MATERIALS PROVIDED:
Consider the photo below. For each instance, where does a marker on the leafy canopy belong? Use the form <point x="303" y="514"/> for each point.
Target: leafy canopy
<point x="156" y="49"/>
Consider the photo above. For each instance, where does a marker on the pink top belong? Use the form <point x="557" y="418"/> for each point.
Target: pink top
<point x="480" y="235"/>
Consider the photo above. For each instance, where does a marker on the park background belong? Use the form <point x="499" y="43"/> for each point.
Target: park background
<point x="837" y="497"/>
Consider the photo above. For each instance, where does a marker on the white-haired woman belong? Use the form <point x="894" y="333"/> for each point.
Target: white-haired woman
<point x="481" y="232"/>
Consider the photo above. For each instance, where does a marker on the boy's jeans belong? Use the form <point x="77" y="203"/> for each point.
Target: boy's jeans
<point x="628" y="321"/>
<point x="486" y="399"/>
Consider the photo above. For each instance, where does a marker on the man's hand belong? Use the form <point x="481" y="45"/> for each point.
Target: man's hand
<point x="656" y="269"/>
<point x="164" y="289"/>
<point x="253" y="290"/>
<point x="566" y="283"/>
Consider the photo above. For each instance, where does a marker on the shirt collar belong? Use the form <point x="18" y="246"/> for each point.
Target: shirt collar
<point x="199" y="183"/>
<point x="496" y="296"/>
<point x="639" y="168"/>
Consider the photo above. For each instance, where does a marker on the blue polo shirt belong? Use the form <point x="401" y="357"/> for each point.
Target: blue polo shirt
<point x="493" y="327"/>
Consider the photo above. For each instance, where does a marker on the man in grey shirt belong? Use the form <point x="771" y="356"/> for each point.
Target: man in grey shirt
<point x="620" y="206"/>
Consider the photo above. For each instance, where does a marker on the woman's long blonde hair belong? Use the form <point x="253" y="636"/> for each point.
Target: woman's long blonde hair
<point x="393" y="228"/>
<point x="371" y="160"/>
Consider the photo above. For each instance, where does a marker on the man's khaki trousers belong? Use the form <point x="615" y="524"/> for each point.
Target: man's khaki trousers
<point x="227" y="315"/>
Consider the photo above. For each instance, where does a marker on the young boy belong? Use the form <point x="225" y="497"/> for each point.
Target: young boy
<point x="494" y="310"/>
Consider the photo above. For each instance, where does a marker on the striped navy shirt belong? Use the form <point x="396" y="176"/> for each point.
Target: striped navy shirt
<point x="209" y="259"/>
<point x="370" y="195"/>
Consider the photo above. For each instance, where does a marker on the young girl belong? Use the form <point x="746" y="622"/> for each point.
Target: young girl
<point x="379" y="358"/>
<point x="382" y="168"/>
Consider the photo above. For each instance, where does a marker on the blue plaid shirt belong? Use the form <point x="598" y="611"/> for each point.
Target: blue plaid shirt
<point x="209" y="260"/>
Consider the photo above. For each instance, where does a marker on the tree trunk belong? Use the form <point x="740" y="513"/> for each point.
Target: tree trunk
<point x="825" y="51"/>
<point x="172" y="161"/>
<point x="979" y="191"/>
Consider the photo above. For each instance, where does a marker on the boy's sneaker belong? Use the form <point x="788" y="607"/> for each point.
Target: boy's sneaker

DIRECTION: Transcribe all of the data above, line for line, without changing a single character.

TASK SOLUTION:
Consider the photo below. For each instance, where does a marker on the leafy canopy belong? Use the form <point x="303" y="514"/> for each point.
Target: leafy canopy
<point x="156" y="49"/>
Consider the photo above. For each instance, where does a marker on the pink top belong? Use the form <point x="557" y="418"/> for each point.
Target: pink top
<point x="480" y="235"/>
Consider the photo above. For each instance, where does a marker on the park background belong? Use the form <point x="499" y="43"/> for each point.
Target: park background
<point x="837" y="497"/>
Consider the photo above. For each instance, where does a marker on the white-haired woman belong? Use the form <point x="894" y="333"/> for each point.
Target: white-haired woman
<point x="481" y="232"/>
Consider the photo above. For each instance, where does a marker on the boy's jeans belong? Use the form <point x="77" y="203"/> for each point.
Target: boy's jeans
<point x="628" y="321"/>
<point x="486" y="399"/>
Consider the photo above. For each instance, where does a marker on the man's hand belong? Use the form <point x="481" y="45"/> for each point.
Target: man's hand
<point x="656" y="269"/>
<point x="164" y="289"/>
<point x="253" y="290"/>
<point x="566" y="283"/>
Consider the photo above. For each instance, where does a marker on the shirt collar belong? Use the form <point x="18" y="246"/> for each point.
Target: shirt collar
<point x="199" y="183"/>
<point x="496" y="296"/>
<point x="639" y="168"/>
Consider the photo above. For each instance, where does a marker on the blue polo shirt belong? Use the form <point x="401" y="357"/> for each point.
Target: blue polo shirt
<point x="493" y="327"/>
Consider the photo above. For each instance, where does a marker on the man in grey shirt belong? Use the form <point x="771" y="356"/> for each point.
Target: man in grey shirt
<point x="620" y="206"/>
Consider the photo above. For each instance, where does a marker on the woman's long blonde hair belong? Use the form <point x="253" y="636"/> for each point.
Target: woman's long blonde hair
<point x="393" y="228"/>
<point x="371" y="160"/>
Consider the photo above. For each instance, where does a marker on the man's khaki trousers belong? Use the form <point x="615" y="524"/> for each point.
Target: man's khaki trousers
<point x="227" y="315"/>
Consider the photo above. For each instance, where does a marker on the young boy belong? Use the form <point x="225" y="497"/> for each point.
Target: young boy
<point x="494" y="310"/>
Consider the photo above. For each instance, where does a marker on the striped navy shirt belong? Use the form <point x="396" y="176"/> for each point.
Target: striped navy shirt
<point x="209" y="259"/>
<point x="370" y="195"/>
Consider the photo above. For each instance, where does a marker on the young girl belong? Use the form <point x="746" y="622"/> for each point.
Target: young girl
<point x="379" y="358"/>
<point x="382" y="168"/>
Consider the photo above. For each instance, where does a marker on the blue plaid shirt belong? Use the form <point x="598" y="611"/> for each point.
Target: blue plaid shirt
<point x="209" y="260"/>
Consider the photo above. For each instance, where does a marker on the tree trunk belong? Use the form <point x="740" y="513"/> for each point.
Target: tree trunk
<point x="825" y="51"/>
<point x="172" y="161"/>
<point x="979" y="191"/>
Consider the photo above. For each instance, where does a marker on the boy's sneaker belong? Use the form <point x="788" y="607"/> for each point.
Target: boy's sneaker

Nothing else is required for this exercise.